### DESCRIPTION OF THE TASK
Copy the data below line for line, changing nothing.

### DATASET RECORDS
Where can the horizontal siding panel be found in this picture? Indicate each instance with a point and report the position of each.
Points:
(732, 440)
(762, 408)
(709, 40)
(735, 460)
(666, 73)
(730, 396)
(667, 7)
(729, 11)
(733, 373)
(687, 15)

### FINAL RESULT
Where can the horizontal siding panel be found in this picture? Indicate each instance with a point and report the position of each.
Points:
(732, 440)
(762, 408)
(709, 40)
(735, 460)
(666, 73)
(730, 396)
(667, 7)
(729, 11)
(733, 373)
(687, 15)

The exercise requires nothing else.